== WHAT IS NEEDED ==
Which lines in the rows below contain the word "inflatable"? Report each of them in full.

== DATA LISTING ==
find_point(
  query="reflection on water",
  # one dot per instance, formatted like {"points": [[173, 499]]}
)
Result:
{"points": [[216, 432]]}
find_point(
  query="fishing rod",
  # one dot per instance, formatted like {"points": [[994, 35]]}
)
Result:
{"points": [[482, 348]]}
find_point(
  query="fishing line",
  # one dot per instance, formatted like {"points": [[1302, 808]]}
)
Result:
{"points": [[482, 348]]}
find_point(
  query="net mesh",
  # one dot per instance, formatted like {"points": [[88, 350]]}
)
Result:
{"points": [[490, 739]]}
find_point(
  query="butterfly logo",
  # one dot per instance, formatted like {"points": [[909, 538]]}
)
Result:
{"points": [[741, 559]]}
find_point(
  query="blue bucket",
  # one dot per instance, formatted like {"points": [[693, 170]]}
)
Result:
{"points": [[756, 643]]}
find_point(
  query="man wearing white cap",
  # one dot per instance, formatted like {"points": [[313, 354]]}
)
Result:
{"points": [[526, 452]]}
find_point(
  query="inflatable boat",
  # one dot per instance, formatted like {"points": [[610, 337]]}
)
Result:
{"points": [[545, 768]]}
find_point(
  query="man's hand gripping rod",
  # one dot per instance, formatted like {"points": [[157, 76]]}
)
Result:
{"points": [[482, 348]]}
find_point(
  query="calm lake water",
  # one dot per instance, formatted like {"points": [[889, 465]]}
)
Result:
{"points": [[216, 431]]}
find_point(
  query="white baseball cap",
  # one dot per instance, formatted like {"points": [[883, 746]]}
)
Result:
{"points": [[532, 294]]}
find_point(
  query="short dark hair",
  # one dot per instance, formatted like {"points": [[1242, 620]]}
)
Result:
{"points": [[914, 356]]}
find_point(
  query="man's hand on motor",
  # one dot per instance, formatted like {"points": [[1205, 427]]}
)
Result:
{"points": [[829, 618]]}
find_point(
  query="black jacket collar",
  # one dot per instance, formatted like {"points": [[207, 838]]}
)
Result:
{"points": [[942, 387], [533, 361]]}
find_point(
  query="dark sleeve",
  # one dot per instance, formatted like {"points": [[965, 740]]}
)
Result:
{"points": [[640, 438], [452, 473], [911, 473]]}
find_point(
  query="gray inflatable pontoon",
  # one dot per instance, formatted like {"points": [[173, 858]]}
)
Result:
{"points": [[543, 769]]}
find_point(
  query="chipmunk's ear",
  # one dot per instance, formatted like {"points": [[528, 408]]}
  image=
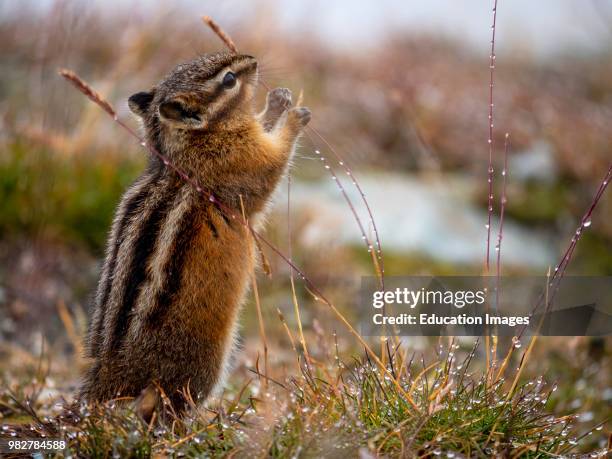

== RESPONSE BELOW ==
  query="inflatable boat",
  query="gray inflatable pontoon",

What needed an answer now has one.